Instructions to follow: Which lines in the data contain the word "window"? Please copy each of them.

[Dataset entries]
((

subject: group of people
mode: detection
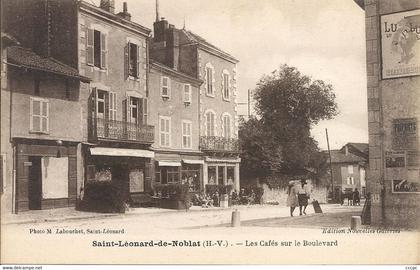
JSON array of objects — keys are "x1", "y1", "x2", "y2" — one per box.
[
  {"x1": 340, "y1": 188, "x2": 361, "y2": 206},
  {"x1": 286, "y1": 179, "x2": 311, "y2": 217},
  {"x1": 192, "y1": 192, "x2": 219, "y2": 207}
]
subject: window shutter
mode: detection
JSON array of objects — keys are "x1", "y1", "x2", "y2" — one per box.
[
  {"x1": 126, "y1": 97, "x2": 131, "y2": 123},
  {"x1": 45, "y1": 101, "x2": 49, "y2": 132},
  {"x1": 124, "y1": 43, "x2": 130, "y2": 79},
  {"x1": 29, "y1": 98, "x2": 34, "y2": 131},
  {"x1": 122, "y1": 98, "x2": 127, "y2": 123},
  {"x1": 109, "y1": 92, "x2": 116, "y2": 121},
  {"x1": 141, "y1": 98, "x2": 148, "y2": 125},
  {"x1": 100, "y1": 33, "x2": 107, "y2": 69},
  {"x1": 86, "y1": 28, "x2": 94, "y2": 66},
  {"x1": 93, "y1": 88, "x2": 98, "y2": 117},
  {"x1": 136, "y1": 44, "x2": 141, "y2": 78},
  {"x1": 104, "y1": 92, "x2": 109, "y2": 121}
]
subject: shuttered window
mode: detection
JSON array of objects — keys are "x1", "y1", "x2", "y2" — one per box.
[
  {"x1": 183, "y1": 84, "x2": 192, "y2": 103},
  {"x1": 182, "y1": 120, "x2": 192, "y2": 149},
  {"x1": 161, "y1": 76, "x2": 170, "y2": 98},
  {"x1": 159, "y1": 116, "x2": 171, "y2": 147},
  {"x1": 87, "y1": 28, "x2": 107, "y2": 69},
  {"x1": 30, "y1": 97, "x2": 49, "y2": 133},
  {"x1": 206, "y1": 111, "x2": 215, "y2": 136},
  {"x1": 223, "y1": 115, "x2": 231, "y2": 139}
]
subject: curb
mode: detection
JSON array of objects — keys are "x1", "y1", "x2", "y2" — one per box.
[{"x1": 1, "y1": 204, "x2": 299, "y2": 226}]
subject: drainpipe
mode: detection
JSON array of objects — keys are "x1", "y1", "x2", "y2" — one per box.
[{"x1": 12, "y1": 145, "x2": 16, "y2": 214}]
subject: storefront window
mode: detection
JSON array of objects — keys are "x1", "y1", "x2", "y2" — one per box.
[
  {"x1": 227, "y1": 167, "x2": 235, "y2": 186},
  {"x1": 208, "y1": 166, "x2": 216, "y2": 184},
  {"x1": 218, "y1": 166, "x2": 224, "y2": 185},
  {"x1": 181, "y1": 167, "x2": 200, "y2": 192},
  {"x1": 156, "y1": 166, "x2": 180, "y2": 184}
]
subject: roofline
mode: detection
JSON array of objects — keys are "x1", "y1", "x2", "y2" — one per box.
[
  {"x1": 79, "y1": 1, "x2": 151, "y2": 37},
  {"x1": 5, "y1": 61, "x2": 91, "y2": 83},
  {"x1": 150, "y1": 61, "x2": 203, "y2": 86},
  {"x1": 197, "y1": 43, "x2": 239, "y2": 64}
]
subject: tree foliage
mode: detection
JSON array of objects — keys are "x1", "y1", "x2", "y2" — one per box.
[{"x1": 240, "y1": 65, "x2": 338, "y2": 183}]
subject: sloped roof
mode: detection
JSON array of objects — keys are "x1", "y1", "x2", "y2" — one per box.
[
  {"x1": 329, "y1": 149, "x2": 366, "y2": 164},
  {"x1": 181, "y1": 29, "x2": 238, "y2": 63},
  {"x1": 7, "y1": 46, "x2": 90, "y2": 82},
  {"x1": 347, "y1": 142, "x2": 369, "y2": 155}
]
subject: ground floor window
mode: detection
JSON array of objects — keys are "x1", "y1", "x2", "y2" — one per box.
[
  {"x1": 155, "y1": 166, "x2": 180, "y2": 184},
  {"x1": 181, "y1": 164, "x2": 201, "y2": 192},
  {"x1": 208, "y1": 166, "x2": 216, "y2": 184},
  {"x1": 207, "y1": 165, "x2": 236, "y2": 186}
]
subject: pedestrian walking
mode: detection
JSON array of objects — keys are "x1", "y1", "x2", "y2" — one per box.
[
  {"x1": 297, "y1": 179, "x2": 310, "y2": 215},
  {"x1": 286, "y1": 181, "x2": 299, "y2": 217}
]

))

Solution below:
subject: window shutter
subject: shuttered window
subject: storefront window
subject: ground floor window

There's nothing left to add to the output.